Quoted text
-----

By Matthew Boesler and Steve Matthews
(Bloomberg) --Policy discussions when the Federal Reserve last met may show greater confidence in the inflation outlook and a debate over options for winding down the U.S. central bank’s massive bond portfolio, feeding discussions over the timing of the next interest-rate increase.
The record of the Jan. 31-Feb. 1 meeting, at which officials voted to leave the target range for the federal funds rate unchanged at 0.5 percent to 0.75 percent, is scheduled to be released Wednesday at 2 p.m. in Washington.
The rate-setting Federal Open Market Committee published a statement following its meeting that shed little new light on how participants viewed the outlook, or the potential for fiscal policy stimulus from President Donald Trump. Investors expect at least two quarter-point rate hikes this year, according to prices in federal funds futures contracts, though they see the Fed staying on hold at the next FOMC meeting on March 14-15.
“The statement was un-nourishing, which whets the appetite for more on the Fed’s view of fiscal policy, financial excesses, the timing of balance sheet reduction, and the evolution of inflation,” said Carl Tannenbaum, chief economist at Northern Trust in Chicago. Chair Janet Yellen’s testimony to Congress last week also avoided giving much away, he added.
In its Feb. 1 statement, the FOMC omitted previous references to weakness in energy prices and a stronger dollar holding inflation below its target, saying it expected “inflation will rise to 2 percent over the medium term.”
“There was stronger language in the statement on inflation, so it will be interesting to see any color on their outlook,” said Sam Bullard, senior economist at Wells Fargo Securities LLC in Charlotte, North Carolina. The minutes may show the extent to which committee participants feel comfortable allowing inflation to run above their target for a time, he said.
A discussion of when and how to shrink the Fed’s $4.5 trillion balance sheet, amassed through three rounds of bond-buying designed to lower borrowing costs after short-term rates were cut to zero, may also appear in the record of the meeting. A number of officials have said recently that it’s time to start talking about the balance sheet.
“What I am looking for is balance sheet discussion, and that, I think, will be the most useful thing to come out of this,” said Shehriyar Antia, chief market strategist at Macro Insight Group in New York. The increasingly public discussion by Fed officials on the topic is a signal that the process of coming up with a strategy to shrink the balance sheet would now gather steam, said Antia, a former policy adviser at the New York Fed.

-----

Exercise task 1
Pull out every row below that contains the string "stone", and copy each one in full.
Exercise task 2
Extend the article above on the Federal Reserve meeting minutes, picking up after its final paragraph.
The article above and the rows below are unrelated material.

-----

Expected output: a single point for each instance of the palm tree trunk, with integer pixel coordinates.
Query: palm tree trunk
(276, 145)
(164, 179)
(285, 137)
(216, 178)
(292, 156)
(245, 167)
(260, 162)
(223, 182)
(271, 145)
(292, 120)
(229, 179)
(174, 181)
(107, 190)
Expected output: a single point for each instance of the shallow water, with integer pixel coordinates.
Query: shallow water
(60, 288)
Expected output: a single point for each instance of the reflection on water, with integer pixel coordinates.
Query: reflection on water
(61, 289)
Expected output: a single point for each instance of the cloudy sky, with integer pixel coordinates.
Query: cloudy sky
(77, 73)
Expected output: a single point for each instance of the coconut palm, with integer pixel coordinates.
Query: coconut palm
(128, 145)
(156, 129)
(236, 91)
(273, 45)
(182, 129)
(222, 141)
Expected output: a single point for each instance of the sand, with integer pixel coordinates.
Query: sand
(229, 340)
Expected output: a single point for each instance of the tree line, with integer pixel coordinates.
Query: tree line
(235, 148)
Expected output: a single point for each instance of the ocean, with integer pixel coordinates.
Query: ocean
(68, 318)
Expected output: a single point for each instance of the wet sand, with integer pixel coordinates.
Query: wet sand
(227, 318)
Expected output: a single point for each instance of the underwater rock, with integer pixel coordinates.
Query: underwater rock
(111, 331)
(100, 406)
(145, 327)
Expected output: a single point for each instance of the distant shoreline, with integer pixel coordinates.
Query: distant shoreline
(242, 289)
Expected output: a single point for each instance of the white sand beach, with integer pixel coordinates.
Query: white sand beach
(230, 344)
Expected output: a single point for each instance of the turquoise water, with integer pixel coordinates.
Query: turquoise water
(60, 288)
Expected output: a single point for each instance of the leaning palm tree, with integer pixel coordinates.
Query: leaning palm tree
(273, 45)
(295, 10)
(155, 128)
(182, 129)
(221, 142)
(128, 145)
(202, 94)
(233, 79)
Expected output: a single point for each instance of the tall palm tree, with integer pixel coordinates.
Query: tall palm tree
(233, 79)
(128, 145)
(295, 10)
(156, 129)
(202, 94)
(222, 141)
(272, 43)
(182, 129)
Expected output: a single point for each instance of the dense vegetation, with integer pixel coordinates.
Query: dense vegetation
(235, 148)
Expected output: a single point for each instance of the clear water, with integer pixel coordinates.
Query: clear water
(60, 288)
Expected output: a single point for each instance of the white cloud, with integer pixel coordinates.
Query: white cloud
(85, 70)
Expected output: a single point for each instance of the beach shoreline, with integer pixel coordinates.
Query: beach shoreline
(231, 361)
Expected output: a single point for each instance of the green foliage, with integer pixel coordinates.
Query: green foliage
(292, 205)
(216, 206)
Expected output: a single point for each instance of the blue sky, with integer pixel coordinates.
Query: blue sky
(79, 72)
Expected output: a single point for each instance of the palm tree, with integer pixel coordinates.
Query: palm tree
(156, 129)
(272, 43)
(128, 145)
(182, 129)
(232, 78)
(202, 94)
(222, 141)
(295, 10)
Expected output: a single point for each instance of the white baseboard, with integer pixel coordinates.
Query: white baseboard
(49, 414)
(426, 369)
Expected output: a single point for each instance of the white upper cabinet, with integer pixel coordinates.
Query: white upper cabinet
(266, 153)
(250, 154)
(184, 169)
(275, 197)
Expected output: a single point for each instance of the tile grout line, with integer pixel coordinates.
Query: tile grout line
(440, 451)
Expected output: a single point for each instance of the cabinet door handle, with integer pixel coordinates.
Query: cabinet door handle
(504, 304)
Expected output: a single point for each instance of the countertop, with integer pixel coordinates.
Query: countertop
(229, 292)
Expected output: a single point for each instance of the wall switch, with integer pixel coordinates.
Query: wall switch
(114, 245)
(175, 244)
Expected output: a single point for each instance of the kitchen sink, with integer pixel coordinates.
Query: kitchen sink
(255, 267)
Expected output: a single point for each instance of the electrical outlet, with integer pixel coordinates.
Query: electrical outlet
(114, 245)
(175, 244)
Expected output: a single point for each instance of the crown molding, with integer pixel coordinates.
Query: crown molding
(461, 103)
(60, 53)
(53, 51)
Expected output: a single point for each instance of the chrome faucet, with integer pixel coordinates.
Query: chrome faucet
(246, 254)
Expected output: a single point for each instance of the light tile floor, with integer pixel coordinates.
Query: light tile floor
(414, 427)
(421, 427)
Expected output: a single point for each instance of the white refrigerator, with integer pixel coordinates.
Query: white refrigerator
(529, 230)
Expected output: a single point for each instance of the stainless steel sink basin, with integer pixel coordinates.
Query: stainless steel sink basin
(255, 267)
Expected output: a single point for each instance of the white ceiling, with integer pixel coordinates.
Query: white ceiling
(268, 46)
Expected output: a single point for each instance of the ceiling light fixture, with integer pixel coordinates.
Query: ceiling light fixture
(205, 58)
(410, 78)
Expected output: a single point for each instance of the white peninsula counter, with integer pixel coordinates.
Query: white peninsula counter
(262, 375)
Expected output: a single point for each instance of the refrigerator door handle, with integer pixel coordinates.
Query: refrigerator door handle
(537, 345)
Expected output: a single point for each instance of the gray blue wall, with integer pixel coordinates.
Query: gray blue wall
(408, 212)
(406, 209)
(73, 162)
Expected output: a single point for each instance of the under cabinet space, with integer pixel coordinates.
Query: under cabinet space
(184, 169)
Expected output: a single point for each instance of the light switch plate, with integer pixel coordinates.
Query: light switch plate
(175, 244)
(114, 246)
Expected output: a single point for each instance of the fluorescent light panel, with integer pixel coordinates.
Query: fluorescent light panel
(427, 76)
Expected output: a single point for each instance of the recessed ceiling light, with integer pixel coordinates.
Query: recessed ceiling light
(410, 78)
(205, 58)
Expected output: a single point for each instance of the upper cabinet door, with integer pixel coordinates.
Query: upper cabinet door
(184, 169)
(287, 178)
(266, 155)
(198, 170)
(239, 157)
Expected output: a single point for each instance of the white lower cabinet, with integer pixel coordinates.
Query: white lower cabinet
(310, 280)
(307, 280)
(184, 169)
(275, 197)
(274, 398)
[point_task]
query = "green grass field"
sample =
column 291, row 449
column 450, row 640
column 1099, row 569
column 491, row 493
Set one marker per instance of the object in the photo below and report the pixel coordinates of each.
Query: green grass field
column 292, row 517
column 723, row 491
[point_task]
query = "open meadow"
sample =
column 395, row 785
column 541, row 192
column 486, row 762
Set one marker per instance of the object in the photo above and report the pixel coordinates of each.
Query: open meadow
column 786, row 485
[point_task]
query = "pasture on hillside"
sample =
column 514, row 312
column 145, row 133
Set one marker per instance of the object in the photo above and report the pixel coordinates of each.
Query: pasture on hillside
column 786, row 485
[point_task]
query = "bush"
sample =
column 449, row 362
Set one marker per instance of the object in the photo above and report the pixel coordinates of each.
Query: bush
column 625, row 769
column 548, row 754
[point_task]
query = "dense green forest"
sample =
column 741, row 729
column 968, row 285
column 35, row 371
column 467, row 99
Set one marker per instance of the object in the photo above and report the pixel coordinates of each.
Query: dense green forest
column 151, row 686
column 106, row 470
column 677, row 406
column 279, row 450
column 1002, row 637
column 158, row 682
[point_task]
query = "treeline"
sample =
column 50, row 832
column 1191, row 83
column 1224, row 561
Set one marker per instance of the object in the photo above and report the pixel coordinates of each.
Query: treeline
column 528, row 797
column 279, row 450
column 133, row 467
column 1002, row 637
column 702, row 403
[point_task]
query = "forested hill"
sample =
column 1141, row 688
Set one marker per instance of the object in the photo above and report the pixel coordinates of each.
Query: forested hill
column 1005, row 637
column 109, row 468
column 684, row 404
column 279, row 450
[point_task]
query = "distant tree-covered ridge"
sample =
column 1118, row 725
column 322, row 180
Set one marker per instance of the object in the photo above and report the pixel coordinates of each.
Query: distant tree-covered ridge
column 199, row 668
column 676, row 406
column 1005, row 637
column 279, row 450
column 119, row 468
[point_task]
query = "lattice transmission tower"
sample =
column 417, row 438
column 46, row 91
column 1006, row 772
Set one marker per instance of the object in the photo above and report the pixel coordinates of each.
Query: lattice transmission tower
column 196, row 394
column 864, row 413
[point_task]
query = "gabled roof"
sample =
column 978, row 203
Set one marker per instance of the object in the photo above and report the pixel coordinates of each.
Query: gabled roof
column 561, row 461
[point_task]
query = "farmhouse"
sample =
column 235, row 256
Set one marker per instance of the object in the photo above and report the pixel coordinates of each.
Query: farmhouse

-----

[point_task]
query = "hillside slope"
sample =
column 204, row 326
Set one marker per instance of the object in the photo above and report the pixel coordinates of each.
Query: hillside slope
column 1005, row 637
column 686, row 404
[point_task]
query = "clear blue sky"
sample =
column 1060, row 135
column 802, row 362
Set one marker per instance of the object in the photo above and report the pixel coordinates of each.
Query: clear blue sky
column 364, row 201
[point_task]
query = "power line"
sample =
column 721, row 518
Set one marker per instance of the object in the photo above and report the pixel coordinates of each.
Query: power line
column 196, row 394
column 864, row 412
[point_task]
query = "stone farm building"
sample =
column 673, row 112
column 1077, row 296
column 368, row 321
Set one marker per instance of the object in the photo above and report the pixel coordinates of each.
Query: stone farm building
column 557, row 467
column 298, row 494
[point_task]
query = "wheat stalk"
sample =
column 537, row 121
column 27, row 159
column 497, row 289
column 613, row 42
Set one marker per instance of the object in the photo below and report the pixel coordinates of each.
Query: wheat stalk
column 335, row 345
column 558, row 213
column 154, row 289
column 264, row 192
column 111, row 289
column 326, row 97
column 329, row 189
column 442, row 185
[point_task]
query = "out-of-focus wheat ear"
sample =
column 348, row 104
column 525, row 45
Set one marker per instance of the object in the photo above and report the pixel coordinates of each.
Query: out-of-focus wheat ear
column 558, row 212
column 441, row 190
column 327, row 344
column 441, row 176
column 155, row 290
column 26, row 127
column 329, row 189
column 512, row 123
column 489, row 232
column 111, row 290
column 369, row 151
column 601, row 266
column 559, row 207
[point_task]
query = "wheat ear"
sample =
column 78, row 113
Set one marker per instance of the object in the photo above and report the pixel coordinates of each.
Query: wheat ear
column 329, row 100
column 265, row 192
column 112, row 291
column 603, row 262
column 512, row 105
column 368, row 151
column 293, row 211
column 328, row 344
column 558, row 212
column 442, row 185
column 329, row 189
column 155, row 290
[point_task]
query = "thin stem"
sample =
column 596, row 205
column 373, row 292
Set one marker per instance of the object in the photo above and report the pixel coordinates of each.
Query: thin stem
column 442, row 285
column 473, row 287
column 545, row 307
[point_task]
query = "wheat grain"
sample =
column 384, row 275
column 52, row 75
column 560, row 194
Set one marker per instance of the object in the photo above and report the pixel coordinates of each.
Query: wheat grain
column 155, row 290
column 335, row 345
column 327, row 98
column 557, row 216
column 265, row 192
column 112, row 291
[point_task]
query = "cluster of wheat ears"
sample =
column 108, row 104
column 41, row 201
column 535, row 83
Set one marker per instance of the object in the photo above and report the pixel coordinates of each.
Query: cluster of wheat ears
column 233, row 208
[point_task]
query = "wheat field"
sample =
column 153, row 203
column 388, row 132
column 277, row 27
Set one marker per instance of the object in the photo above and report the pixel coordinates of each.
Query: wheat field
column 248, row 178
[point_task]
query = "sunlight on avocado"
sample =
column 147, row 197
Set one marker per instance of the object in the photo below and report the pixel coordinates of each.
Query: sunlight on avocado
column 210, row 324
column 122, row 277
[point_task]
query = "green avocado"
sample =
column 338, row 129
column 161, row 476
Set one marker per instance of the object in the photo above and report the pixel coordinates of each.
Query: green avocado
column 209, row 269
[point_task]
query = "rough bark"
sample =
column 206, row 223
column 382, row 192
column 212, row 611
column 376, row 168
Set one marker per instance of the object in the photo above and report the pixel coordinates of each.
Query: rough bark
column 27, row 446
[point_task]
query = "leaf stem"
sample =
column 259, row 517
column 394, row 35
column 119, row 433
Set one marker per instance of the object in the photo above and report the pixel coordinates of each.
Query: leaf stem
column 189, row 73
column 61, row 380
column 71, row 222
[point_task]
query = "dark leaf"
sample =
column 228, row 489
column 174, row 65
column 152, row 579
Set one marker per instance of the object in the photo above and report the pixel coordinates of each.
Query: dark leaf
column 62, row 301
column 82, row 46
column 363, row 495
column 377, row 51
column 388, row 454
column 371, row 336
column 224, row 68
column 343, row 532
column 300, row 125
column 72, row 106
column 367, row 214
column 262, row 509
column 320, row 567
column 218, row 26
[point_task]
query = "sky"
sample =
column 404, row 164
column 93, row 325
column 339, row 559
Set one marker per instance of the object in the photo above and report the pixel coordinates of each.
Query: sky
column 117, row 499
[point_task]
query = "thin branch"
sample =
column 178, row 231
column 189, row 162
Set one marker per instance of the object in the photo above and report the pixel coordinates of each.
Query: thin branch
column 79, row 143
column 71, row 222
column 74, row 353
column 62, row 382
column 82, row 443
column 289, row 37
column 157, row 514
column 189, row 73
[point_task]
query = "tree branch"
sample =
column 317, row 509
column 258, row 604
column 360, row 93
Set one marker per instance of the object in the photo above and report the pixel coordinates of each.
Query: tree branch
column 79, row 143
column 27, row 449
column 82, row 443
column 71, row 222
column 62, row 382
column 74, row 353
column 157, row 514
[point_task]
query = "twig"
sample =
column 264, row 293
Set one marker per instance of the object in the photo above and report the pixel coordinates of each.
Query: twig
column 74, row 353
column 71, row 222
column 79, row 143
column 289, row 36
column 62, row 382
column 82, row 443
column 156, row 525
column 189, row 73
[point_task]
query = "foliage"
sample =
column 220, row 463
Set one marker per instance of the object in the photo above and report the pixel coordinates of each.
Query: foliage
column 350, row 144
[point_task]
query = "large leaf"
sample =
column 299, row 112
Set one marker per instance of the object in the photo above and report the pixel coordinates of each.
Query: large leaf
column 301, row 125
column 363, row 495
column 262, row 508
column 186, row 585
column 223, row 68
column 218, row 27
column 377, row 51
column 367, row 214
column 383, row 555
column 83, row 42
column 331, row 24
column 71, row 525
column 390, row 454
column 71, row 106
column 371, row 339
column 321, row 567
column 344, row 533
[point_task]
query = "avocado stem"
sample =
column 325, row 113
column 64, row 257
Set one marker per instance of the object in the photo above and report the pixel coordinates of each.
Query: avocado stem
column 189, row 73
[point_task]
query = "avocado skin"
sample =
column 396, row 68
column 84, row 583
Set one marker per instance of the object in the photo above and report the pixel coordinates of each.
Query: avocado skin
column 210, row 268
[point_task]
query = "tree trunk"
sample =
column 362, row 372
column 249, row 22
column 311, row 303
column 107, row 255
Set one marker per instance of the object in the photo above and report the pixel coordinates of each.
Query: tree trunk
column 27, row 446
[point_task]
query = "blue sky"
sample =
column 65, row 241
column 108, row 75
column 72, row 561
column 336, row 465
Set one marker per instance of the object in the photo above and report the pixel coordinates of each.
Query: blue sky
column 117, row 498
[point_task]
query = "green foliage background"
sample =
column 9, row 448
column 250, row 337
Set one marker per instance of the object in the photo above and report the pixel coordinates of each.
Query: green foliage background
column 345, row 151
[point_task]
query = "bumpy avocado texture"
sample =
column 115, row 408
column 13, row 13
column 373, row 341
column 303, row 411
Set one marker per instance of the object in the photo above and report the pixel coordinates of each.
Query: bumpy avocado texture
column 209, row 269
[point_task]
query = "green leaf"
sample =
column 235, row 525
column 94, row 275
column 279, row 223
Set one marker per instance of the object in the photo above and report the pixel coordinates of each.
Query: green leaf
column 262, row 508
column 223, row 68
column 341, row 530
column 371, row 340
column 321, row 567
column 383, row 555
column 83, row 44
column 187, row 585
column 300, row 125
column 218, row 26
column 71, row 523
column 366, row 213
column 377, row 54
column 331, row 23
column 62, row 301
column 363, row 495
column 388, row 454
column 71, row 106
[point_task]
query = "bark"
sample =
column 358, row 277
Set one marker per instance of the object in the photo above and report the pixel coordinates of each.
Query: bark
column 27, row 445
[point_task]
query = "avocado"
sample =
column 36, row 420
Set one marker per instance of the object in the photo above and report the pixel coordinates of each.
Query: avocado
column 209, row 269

-----

Expected output 1
query = "stone farm building"
Query: stone farm building

Expected output 2
While the Trump administration’s plans for economic policy could weigh significantly on the U.S. economic outlook, the minutes may offer few clues on how Fed officials view the likely impact. Minutes of their previous meeting in December emphasized the uncertainty surrounding policy proposal details and chances of implementation, a theme central bankers have continued to stress in public.
“Participants would be reluctant to say anything about fiscal policy at the meeting,” said Jonathan Wright, an economics professor at Johns Hopkins University in Baltimore who helped draft previous versions of minutes in his time as a Fed economist. “It is obviously important, but I don’t think the FOMC wants to be in the business of forecasting what fiscal policy will be.”
Many survey measures of business and consumer confidence have risen markedly since the Nov. 8 U.S. presidential election, and the minutes may feature a discussion on the extent to which increased confidence may feed through to official data on economic activity.
“We expect there to be a mention of the meaningful improvement in business and consumer sentiment surveys,” Bank of America Merrill Lynch economists led by Michelle Meyer wrote in a Feb. 17 report. “There may be some debate over the importance of these indicators as a signal for the real economy.”
Officials will see fresh government data on jobs and inflation between now and the FOMC’s meeting next month.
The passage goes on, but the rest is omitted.